Said Nursi, Risale-i Nur'u Kur’an’dan ilham alarak yazdı

Said Nursi, Risale-i Nur'u Kur’an’dan ilham alarak yazdı

Bediüzzaman’ın talebesi Abdülkadir Badıllı ağabey vahiy-ilham farkını Risale Haber'e açıkladı

Risale Haber-Haber Merkezi

Bediüzzaman Hazretlerinin talebelerinden Abdülkadir Badıllı ağabey, vahiy ve ilham arasındaki farkı anlattı. Bediüzzaman Said Nursi Hazretlerinin “bana yazdırıldı” cümlesini de açıklayan Badıllı ağabey kasıtlı veya yanlış anlamalara da cevap verdi:

Vahiy ve ilham

Vahiy başkadır, ilham başkadır. Vahiy varsa ve hakikatlı ise, ilham da vardır ve hakikatlıdır. Başka bir ifade ile peygamberlik müessesesi beşeriyette var ise ilham müessesi de vardır. Vahiy peygamberlere mahsus Rabbani bir ilka, bir italedir. İlham ise, umumi ve amm olduğu halde, derece ve mertebeleri değişiktir, ayrıdır. İlhamlar hayvanat ilhamlarından tut, ta ahass-ı havass kümmellin-i evliyalara ve ta mukarreb melaikelere kadar derece ve mertebeleri vardır. Nahl süresinde “Senin Rabbin bal arısına vahyetti” mealinde ayet-i kerimesiyle ilham hakikatini müslim, akil ve alim kimselere göstermektedir. Ayetteki bal arısına vahiy tabiri elbetteki melek vasıtasıyla Peygamberlere gelen vahiy değil, ilhamdır.

Bediüzzaman Yedinci Şu’a olan Ayet-ül Kübra risalesinde birinci makamın ondördüncü mertebesinde vahiy ve ilhamı ayrı ayrı olarak şöyle dile getirmiştir. “Vahyin hakikatı beş hakikat-ı kudsiyeyi ifade ve ifaze ediyor diye anladı.

### Verilen Görev A:
Metnin "Vahiy başkadır, ilham" ile başlayıp "vahiy değil, ilhamdır." ile biten kısmını, "derece ve mertebeleri" yerine "seviye ve basamakları" koyarak yeniden yazın.
### Verilen Görev B:
Aşağıdaki ifadelerin metinle uyuşup uyuşmadığını belirtin. Her biri için evet ya da hayır deyip metnin belirleyici sözlerini aynen alıntılayın.
(i) Vahiy herkese açık bir ilkadır.
(ii) İlhamın derece ve mertebeleri farklıdır.
(iii) Ayette bal arısına gelen vahiy, melek aracılığıyla gelen vahiydir.
### Verilen Görev C:
Metne göre Nahl suresindeki bal arısıyla ilgili ayet neden ilhamın hakikatini gösterir? Bir ile üç cümle arasında açıklayın.
Bu iş için malzemeye başvurmak gerekmez.

### Ham Veri:
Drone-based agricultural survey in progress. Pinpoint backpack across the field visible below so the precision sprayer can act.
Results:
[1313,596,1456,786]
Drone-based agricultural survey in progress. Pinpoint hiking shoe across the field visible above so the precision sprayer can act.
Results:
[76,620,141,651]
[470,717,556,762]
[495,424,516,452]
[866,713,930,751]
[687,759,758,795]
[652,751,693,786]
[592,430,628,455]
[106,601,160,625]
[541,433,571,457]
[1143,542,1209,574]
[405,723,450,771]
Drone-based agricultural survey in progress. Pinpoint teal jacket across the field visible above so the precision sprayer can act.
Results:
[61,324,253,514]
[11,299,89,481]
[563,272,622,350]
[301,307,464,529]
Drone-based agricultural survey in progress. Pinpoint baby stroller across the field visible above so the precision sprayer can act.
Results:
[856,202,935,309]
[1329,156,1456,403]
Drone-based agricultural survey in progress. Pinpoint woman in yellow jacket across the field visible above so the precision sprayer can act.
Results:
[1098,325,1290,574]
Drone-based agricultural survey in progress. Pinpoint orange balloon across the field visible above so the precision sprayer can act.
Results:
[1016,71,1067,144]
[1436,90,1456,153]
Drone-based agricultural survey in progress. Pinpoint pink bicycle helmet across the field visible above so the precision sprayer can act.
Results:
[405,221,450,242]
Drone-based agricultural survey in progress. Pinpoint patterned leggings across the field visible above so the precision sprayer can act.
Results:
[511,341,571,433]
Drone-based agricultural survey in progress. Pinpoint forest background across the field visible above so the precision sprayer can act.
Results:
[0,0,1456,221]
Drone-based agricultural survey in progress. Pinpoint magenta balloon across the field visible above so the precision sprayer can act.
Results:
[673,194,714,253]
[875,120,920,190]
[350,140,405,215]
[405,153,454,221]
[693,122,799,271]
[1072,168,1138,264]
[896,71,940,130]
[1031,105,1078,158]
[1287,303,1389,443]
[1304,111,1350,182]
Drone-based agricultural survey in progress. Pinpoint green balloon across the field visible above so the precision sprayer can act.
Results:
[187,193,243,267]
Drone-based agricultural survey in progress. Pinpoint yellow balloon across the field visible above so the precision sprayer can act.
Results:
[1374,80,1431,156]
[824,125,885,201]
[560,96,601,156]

### Tam Yanıt A:
Vahiy başkadır, ilham başkadır. Vahiy varsa ve hakikatlı ise, ilham da vardır ve hakikatlıdır. Başka bir ifade ile peygamberlik müessesesi beşeriyette var ise ilham müessesi de vardır. Vahiy peygamberlere mahsus Rabbani bir ilka, bir italedir. İlham ise, umumi ve amm olduğu halde, seviye ve basamakları değişiktir, ayrıdır. İlhamlar hayvanat ilhamlarından tut, ta ahass-ı havass kümmellin-i evliyalara ve ta mukarreb melaikelere kadar seviye ve basamakları vardır. Nahl süresinde “Senin Rabbin bal arısına vahyetti” mealinde ayet-i kerimesiyle ilham hakikatini müslim, akil ve alim kimselere göstermektedir. Ayetteki bal arısına vahiy tabiri elbetteki melek vasıtasıyla Peygamberlere gelen vahiy değil, ilhamdır.

### Tam Yanıt B:
(i) Hayır: "Vahiy peygamberlere mahsus Rabbani bir ilka, bir italedir."
(ii) Evet: "İlham ise, umumi ve amm olduğu halde, derece ve mertebeleri değişiktir, ayrıdır."
(iii) Hayır: "Ayetteki bal arısına vahiy tabiri elbetteki melek vasıtasıyla Peygamberlere gelen vahiy değil, ilhamdır."

### Tam Yanıt C:
Ayetteki bal arısına vahiy ifadesi, melek aracılığıyla peygamberlere gelen vahiy değil, ilhamdır. Vahiy peygamberlere mahsus olduğundan, arıya yapılan bu bildirim ilhamın var olduğunu gösterir.